_Selected passage_
=-=-=

Madam Speaker, from mid-April through the end of May, Alberta saw the highest rate of infection in North America from COVID-19. Fourteen separate outbreaks at oil sands work camps made the Regional Municipality of Wood Buffalo, home to a mere 70,000 people, the epicentre of COVID infections in Canada.
Jason Kenney blames the high infection rate on indigenous people's vaccine hesitancy despite the very obvious fact that the COVID infections were spreading from the oil camps that his government deemed essential. Kenney's racist scapegoating did, however, bring attention to indigenous communities in Alberta and across Canada and to the challenges that these communities face in a global pandemic. Without adequate housing, health care and other basic infrastructure, the threat this virus and all infectious diseases pose to indigenous communities is acute.
I want to thank the government for its targeted vaccine distribution to indigenous communities and for getting COVID-19 emergency support to them during this crisis. It was useful during an emergency, in this emergency, not the emergency that we are currently seeing in northern Ontario. However, it does beg the question: Why does it take an emergency as serious as a global pandemic for the government to do the right thing?
Kenney's scapegoating of indigenous communities in Wood Buffalo was disgusting, but it was built upon Canada's legacy of genocide against indigenous people and on the current government's continual refusal to meet its obligations.
A shockwave went through the country just a couple of weeks ago when the unmarked burials of 215 children were discovered at the site of the former Kamloops Indian Residential School. These children, as young as three years old, died in a genocide. They died in a system designed to kill the Indian in the child, the very definition of a genocide, an attempt to destroy the identity, language, culture and familial connections that define a people and hold them together. These children died along with thousands of other children across 100 residential schools because they were an inconvenience to European settlers and they were in the way.
Now, as hundreds more unmarked burials of children are found at sites, the shock will subside but the shame will continue. Of the 94 calls to action issued by the Truth and Reconciliation Commission in 2015, how many has the government enacted? Five and a half years ago, the Prime Minister promised to implement all the recommendations. Five and a half years ago, even the government's own website, which has the most glowing account of the government's response that one could possibly find anywhere, clearly demonstrates the government's failure.
Addressing the genocide of the past, not even providing for the smallest ask of the TRC for support so that indigenous communities could find their children's unmarked burials is one type of failure. However, continuing that genocidal legacy by taking residential school survivors to court, by fighting indigenous children seeking their basic rights in court is a failure of a whole other level. That is shameful.
A few months ago, we learned that the government spent over $3 million to fight the release of documents from St. Anne's residential school in Ontario, more than was requested to find burials. It spent $3 million of Canadians' money to keep residential school survivors and their family members from learning the truth about St. Anne's.
That was today. When will this genocide end?

=-=-=

_Exercise data_
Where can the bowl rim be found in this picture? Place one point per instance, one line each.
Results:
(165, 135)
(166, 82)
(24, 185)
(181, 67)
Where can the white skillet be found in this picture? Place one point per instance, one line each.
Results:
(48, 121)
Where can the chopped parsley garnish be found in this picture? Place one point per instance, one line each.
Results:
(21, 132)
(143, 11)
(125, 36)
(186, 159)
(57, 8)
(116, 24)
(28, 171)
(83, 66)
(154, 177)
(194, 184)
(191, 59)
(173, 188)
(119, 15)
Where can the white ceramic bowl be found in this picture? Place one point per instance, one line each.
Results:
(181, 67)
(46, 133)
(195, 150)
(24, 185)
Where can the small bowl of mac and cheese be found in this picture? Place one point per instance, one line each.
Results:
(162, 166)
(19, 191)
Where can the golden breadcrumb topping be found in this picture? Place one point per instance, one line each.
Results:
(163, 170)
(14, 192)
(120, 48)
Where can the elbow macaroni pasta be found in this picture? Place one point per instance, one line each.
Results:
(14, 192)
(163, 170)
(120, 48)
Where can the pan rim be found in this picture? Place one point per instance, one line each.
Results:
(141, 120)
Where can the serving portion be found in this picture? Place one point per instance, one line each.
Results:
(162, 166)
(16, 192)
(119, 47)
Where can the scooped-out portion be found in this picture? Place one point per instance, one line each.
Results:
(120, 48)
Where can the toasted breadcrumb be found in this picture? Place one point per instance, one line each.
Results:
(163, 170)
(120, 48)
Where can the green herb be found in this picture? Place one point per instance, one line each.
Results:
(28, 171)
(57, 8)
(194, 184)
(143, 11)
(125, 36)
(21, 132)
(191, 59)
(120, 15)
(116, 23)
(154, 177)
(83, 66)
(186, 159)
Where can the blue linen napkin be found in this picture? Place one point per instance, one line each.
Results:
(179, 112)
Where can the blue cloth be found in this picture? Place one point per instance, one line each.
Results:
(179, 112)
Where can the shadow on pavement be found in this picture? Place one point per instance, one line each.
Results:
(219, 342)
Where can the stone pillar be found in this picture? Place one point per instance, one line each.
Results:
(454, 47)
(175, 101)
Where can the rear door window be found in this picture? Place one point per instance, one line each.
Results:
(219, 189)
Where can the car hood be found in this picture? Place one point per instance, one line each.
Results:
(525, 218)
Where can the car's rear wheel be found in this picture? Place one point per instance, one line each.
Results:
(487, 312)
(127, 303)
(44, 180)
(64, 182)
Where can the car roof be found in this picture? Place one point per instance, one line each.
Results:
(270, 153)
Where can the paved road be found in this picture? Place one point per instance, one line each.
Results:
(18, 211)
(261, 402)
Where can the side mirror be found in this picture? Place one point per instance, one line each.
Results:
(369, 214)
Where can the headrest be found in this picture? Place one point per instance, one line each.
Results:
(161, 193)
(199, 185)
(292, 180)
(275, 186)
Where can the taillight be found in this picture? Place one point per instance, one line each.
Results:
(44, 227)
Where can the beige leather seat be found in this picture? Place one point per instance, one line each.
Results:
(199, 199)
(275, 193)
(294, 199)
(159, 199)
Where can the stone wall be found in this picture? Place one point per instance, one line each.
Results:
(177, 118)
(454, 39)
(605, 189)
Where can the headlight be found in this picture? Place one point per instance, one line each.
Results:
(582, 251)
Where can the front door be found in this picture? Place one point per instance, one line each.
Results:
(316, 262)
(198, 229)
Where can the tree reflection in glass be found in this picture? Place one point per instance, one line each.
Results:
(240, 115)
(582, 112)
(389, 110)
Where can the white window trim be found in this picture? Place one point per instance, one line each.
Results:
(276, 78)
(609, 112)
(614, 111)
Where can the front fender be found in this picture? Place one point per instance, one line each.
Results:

=-=-=

_Requirement 1_
According to the speech, how many unmarked burials of children were discovered at the site of the former Kamloops Indian Residential School?
_Requirement 2_
Reproduce the speech word for word from "A shockwave went" to "in the way.".

_Answer space 1_
215

_Answer space 2_
A shockwave went through the country just a couple of weeks ago when the unmarked burials of 215 children were discovered at the site of the former Kamloops Indian Residential School. These children, as young as three years old, died in a genocide. They died in a system designed to kill the Indian in the child, the very definition of a genocide, an attempt to destroy the identity, language, culture and familial connections that define a people and hold them together. These children died along with thousands of other children across 100 residential schools because they were an inconvenience to European settlers and they were in the way.